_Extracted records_

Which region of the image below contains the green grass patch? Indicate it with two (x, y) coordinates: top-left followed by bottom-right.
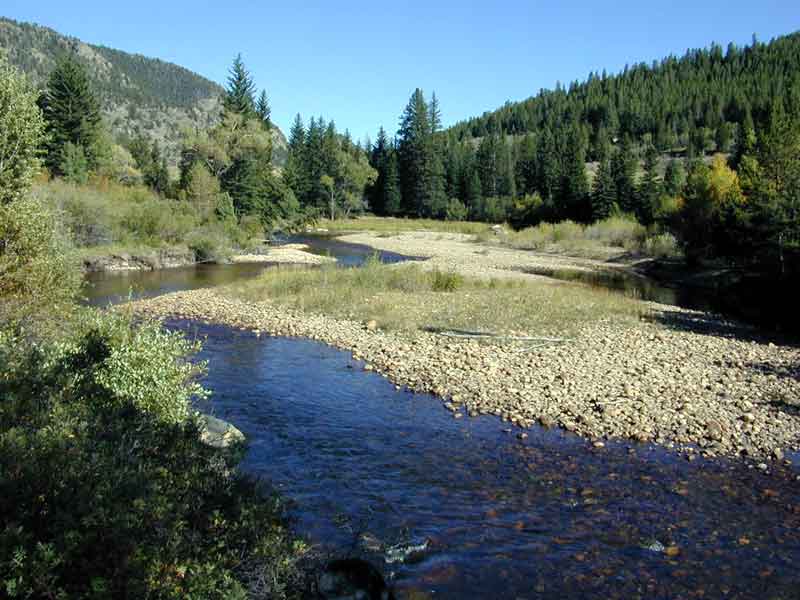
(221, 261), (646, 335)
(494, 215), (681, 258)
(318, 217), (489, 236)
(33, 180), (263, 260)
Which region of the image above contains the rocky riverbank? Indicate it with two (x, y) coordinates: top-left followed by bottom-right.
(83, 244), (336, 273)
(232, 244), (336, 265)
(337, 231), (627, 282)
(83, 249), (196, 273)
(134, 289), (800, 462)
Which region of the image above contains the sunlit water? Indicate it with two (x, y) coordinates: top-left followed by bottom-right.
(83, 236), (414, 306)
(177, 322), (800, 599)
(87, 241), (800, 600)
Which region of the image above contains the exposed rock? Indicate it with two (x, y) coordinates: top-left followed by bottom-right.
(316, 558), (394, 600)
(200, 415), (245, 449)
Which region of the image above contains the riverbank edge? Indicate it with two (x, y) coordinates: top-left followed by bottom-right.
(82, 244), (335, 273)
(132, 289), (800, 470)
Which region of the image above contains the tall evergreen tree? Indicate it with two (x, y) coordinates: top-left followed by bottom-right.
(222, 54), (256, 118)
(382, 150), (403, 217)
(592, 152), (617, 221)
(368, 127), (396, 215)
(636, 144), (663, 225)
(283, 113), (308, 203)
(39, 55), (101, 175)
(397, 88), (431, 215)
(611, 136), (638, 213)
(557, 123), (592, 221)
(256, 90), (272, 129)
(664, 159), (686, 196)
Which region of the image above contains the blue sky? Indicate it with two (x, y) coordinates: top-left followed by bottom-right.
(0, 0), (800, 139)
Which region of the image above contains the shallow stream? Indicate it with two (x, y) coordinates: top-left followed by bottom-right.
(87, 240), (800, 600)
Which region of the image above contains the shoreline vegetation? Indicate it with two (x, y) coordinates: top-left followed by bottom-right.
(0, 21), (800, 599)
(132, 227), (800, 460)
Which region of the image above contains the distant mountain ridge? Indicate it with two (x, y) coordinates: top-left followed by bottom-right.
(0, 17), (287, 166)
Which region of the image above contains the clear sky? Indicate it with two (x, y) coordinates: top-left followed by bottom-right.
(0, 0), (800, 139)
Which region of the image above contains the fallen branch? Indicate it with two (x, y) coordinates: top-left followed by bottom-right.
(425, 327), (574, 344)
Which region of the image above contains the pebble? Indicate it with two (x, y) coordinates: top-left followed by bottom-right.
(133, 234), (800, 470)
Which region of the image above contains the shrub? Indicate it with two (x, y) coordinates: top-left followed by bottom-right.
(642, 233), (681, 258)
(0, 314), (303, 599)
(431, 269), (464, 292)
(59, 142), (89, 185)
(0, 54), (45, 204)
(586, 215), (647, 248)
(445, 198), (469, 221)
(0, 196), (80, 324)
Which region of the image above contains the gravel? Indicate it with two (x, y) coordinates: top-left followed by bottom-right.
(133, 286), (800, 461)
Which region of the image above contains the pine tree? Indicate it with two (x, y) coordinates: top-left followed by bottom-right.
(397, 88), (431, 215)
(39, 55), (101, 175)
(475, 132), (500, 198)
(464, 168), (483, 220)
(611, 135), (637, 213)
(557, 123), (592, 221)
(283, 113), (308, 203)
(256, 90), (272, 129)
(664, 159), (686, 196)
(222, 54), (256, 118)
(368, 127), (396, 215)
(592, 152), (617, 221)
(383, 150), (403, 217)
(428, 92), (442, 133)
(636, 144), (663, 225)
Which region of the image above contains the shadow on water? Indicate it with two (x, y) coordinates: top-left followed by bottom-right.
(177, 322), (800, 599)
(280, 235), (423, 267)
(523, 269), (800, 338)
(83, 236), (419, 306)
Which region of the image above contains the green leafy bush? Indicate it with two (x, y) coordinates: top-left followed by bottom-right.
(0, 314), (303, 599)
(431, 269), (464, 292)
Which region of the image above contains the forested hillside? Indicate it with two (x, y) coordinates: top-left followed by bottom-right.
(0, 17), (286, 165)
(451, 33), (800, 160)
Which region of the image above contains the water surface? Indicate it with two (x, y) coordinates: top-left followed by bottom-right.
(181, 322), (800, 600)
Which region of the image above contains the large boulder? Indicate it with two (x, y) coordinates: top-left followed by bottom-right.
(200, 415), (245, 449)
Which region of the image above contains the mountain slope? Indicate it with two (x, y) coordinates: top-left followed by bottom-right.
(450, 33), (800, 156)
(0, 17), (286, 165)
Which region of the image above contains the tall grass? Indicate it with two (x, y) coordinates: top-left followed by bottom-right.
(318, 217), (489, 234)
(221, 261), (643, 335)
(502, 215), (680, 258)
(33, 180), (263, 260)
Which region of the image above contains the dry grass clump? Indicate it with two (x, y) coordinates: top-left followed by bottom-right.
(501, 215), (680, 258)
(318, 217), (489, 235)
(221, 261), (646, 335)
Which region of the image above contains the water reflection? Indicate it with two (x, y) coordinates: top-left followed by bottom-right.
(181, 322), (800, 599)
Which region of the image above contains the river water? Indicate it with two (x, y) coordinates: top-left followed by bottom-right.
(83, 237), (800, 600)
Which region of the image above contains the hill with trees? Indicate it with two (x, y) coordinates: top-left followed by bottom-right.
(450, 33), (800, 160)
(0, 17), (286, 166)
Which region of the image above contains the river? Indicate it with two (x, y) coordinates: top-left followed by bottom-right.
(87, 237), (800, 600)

_What this task involves_
Render the lines above as a two-column CSV with the headers input and output, starting at the line containing "Which region of the image above contains the sunlit" and ending at the line containing "(87, 241), (800, 600)". Give one row per input, with that input and its output each in a single quoted field and line breaks replaced by spaces.

_Answer to the task_
input,output
"Which region of the image above contains the sunlit water? Indicate it with two (x, y) coordinates: top-left followed by bottom-right.","(83, 236), (414, 306) (177, 322), (800, 599) (87, 241), (800, 600)"